Begin
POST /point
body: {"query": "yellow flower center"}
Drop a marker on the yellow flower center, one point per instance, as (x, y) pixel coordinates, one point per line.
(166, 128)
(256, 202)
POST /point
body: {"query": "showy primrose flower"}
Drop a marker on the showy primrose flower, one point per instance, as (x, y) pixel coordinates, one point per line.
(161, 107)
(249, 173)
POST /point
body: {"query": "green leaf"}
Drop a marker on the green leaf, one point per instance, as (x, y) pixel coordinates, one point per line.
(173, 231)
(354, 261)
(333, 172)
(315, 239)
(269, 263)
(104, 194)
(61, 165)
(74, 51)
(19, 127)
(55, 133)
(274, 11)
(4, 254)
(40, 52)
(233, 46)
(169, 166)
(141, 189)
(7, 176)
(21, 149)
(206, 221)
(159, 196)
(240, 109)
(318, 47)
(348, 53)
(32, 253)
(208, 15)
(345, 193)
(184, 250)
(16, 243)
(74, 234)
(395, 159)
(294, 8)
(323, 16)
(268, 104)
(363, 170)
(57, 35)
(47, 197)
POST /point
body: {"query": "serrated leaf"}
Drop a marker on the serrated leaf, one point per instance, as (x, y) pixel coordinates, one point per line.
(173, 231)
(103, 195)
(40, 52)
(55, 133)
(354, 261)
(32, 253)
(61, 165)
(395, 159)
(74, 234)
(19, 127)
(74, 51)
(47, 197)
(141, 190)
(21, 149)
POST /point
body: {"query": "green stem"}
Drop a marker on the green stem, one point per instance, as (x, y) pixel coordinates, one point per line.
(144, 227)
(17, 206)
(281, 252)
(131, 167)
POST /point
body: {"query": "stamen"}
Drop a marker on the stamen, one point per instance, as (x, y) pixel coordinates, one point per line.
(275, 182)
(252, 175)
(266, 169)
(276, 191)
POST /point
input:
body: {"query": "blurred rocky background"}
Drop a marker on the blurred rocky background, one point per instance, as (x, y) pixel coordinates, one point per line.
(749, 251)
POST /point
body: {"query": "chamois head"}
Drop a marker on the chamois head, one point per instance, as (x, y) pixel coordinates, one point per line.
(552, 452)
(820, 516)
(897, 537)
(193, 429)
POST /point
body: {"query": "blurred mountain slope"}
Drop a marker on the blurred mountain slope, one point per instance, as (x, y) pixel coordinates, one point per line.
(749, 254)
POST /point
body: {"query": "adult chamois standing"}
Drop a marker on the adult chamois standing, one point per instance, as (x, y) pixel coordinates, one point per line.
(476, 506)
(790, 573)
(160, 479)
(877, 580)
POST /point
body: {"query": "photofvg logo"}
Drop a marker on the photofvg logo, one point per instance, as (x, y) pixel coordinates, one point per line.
End
Each line of the material above needs to be quoted exactly, please.

▶ Result of this task
POST /point
body: {"query": "yellow flower center"}
Drop a marker on the yellow flower center, one point per instance, as (x, y) pixel coordinates, one point per line.
(166, 128)
(256, 202)
POST /point
body: {"query": "showy primrose flower"}
Drop a marker on the showy primrose flower, one point per instance, as (x, y) pixel coordinates, one point per line.
(161, 107)
(249, 173)
POST /point
body: {"query": "green leaf"}
Drop a marker on the green leaf, one point per instance, as (x, y) pixel coordinates, one point per line.
(173, 231)
(354, 261)
(333, 172)
(315, 239)
(269, 263)
(104, 194)
(61, 165)
(74, 51)
(19, 127)
(55, 133)
(274, 11)
(4, 254)
(40, 52)
(233, 46)
(169, 166)
(141, 189)
(7, 176)
(21, 149)
(206, 221)
(159, 196)
(240, 109)
(318, 47)
(348, 53)
(32, 253)
(208, 15)
(345, 193)
(184, 250)
(16, 243)
(74, 234)
(395, 159)
(294, 8)
(323, 16)
(268, 104)
(363, 170)
(57, 35)
(47, 197)
POST /point
body: {"query": "serrated leaf"}
Drop a marker on the serrated leaf, one point per instance, as (x, y) pixel coordinates, one point per line.
(173, 231)
(103, 195)
(40, 52)
(55, 133)
(354, 261)
(32, 253)
(61, 165)
(395, 159)
(74, 234)
(19, 127)
(74, 51)
(47, 197)
(141, 190)
(21, 149)
POST /point
body: {"query": "green stem"}
Drop a marker on the green stem, one point per instance, as (x, y) pixel coordinates, one point per line.
(144, 227)
(17, 206)
(281, 252)
(131, 167)
POST /point
body: {"query": "stamen"}
Drop a marker on the stamen, one point per instance, as (x, y) pixel coordinates, one point per line.
(275, 182)
(252, 175)
(266, 169)
(276, 191)
POST /point
input:
body: {"query": "blurred rocky background"}
Drop a marker on the blurred rocky background, one point per instance, as (x, y) pixel coordinates, one point per line.
(749, 251)
POST /point
body: {"query": "chamois head"}
Drop a marker on the chamois head, one point per instance, as (x, y) pixel coordinates, one point per line.
(552, 452)
(820, 516)
(897, 537)
(193, 429)
POST /point
body: {"query": "blurred mountain slope"}
Drop a marker on the blurred mountain slope, one point per instance, as (x, y) pixel coordinates, one point per line.
(749, 254)
POST /point
body: {"query": "adult chamois standing"}
Drop a marker on the adult chamois standing, one point per instance, as (x, y) pixel coordinates, one point per line.
(476, 506)
(790, 573)
(160, 479)
(877, 580)
POST /point
body: {"query": "photofvg logo"}
Drop a marker on the photofvg logo, one point per instance, as (x, y) pixel coordinates, one point per line.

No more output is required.